- **WHAT NEEDS TO BE DONE**
Repeat every one of the records below word for word and line for line, leaving the pictures out.

- **PROVIDED MATERIAL**
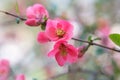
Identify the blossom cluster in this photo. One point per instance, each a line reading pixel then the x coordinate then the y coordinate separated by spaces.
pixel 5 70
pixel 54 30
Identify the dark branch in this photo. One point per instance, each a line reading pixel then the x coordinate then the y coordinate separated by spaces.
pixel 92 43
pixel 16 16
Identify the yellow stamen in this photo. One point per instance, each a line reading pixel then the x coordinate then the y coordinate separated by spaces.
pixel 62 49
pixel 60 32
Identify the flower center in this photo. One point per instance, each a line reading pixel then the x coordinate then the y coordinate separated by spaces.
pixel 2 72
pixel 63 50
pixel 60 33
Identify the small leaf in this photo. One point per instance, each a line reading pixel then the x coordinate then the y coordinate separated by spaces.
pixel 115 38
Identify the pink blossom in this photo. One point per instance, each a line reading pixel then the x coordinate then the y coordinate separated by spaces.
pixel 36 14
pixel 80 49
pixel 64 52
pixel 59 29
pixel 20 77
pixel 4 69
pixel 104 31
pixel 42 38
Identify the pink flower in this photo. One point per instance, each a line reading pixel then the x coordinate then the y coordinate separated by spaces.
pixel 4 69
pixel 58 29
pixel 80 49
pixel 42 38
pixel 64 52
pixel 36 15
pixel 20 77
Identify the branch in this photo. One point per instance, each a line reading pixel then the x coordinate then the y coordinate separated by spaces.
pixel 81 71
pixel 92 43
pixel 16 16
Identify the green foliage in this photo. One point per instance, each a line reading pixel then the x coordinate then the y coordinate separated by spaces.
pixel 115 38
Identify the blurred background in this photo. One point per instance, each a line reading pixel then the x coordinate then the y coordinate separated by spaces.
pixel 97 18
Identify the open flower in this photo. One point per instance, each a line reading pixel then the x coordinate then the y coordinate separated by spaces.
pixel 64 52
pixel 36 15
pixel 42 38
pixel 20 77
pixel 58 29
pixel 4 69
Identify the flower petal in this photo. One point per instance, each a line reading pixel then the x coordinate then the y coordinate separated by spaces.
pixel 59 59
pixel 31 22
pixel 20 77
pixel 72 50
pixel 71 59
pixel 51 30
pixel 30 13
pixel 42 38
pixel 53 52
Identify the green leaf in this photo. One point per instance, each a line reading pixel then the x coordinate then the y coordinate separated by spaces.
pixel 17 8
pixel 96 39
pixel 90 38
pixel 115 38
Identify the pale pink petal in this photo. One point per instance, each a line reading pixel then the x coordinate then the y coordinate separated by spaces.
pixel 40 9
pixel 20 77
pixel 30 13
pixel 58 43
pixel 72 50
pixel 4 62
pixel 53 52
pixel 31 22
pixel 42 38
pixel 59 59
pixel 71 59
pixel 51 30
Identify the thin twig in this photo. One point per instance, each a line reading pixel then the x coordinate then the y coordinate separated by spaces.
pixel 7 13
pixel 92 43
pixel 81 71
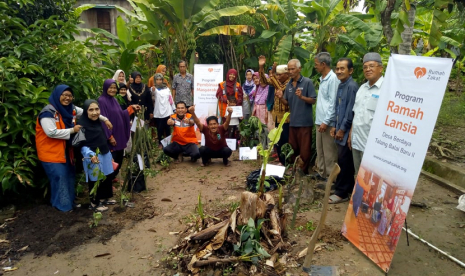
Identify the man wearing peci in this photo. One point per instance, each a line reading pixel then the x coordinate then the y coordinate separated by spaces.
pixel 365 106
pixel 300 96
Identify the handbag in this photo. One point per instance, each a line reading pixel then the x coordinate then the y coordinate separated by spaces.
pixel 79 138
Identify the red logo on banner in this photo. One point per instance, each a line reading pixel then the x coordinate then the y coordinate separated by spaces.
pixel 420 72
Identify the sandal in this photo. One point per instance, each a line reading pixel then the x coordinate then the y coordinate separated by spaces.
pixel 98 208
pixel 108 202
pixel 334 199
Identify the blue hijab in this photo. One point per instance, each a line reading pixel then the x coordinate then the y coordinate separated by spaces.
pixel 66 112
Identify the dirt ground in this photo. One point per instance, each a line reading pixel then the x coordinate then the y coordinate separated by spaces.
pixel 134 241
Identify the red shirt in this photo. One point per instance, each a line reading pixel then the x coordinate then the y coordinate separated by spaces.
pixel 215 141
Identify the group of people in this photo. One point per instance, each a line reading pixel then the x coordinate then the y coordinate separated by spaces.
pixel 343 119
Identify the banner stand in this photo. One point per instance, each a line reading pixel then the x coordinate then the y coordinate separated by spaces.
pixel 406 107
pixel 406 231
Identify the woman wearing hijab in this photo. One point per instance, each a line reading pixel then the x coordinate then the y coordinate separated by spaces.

- **REPLY**
Identify the blossom cluster in this photo. One point per instance, each a line reading pixel then the x coordinate then the y coordinate separated by spaces.
pixel 5 70
pixel 54 30
Identify the dark branch in this photo. One point per instance, each a line reading pixel then the x coordinate then the y coordinate separated by spaces.
pixel 92 43
pixel 16 16
Identify the yellow stamen in this photo. One point per instance, each a line reading pixel then the x coordinate then the y coordinate separated by spaces.
pixel 62 49
pixel 60 32
Identify the flower center in this photo. One point per instance, each a line reading pixel then the x coordinate then the y coordinate separated by spaces.
pixel 2 72
pixel 63 50
pixel 60 33
Identify the small leaf in this photo. One point per instance, each a line reading pixel then the x coordinate then the y coordinate separated by spaces.
pixel 115 38
Identify the pink blossom in this photo. One point per instance, each a line reading pixel then the x coordinate then the y coordinate separated by spaces.
pixel 36 14
pixel 80 49
pixel 64 52
pixel 59 29
pixel 20 77
pixel 4 69
pixel 104 31
pixel 42 38
Identify the pink flower in this photo. One point per instance, each a line reading pixel then the x coordinate then the y coordinate separated by spaces.
pixel 4 69
pixel 58 29
pixel 80 49
pixel 42 38
pixel 64 52
pixel 36 15
pixel 20 77
Identify the branch in this photo. One point per instance, each a line reading pixel then the x coordinate then the y coordinate separated by spaces.
pixel 81 71
pixel 92 43
pixel 16 16
Identify the green foliage in this photo. One point per instance, each a line reading pixel then the x coordinate then the y coordinate separated by spaces.
pixel 115 38
Identify the blurred background in this photo. One point per instance, each a line reading pixel then the x coordinate then the y coordinate separated by spaces.
pixel 97 18
Identify the open flower in this photo. One point per instance, each a line reading pixel then the x coordinate then the y coordinate separated by spaces.
pixel 64 52
pixel 36 15
pixel 42 38
pixel 20 77
pixel 58 29
pixel 4 69
Identify the flower petal in this photo. One point per instance, each a line reading pixel then the x coordinate then the y coordinate separated by spaces.
pixel 59 59
pixel 31 22
pixel 20 77
pixel 72 50
pixel 71 59
pixel 51 30
pixel 30 13
pixel 42 38
pixel 53 52
Identify the green leaf in this photo. One point per instance, each a line reading pixel then the x coordinate then the y coordinate separated by spaces.
pixel 17 8
pixel 96 39
pixel 90 38
pixel 115 38
Identify the pale pink petal in this photo. One point per instance, each a line reading pixel then the x coordinate then the y coordinate separated by spaces.
pixel 40 9
pixel 20 77
pixel 30 13
pixel 58 43
pixel 72 50
pixel 4 62
pixel 53 52
pixel 31 22
pixel 42 38
pixel 59 59
pixel 71 59
pixel 51 30
Identify the thin twig in this photo. One point per instance, each a line reading pixel then the x coordinate then the y coordinate separated by spaces.
pixel 7 13
pixel 92 43
pixel 81 71
Identify the man wearing peci in this photo. One point per instance, each a line reading pixel then the x coordinate then the y coordinate separated by spaces.
pixel 365 106
pixel 300 96
Identify the handbag in this photo. One point per instance, each a line reading pixel then the x coordinate then the y coordinate separated by spaces.
pixel 79 138
Identify the red logo on banner in this photo. One point per instance, each a line reading pixel then the x coordinate then the y coordinate separated by spaces.
pixel 420 72
Identify the sandal in this photo. One point per instance, each a line reading pixel then the x coordinate then the y coordinate separated by spaces.
pixel 98 208
pixel 108 202
pixel 334 199
Identify the blue hijab in this photo. One point per instance, each a line reading pixel then the x coordinate then the y coordinate separated by spaces.
pixel 66 112
Identify the dirt ground in this photo. One point per instance, each a line reading pixel then the x coordinate then the y coordinate separated by spaces.
pixel 134 241
Identify the red shirt in this photo. One point per instance, each a line reading pixel then the x coordinate then the y coordinate separated by spaces.
pixel 215 141
Identify the group of people in this photo. One point per instance, each a line reading pixel then the x coordinate then the y coordinate separated by spaces.
pixel 343 119
Identify the banner stand in this photo. One point per instance, each a line reading pixel then the x coordinate then the y coordinate separated by spaces.
pixel 406 107
pixel 406 231
Identify the woman wearing hijab in this photo. One point per instance, each a line reading pixel then the x coordinate then the y coordinate separated by spaces.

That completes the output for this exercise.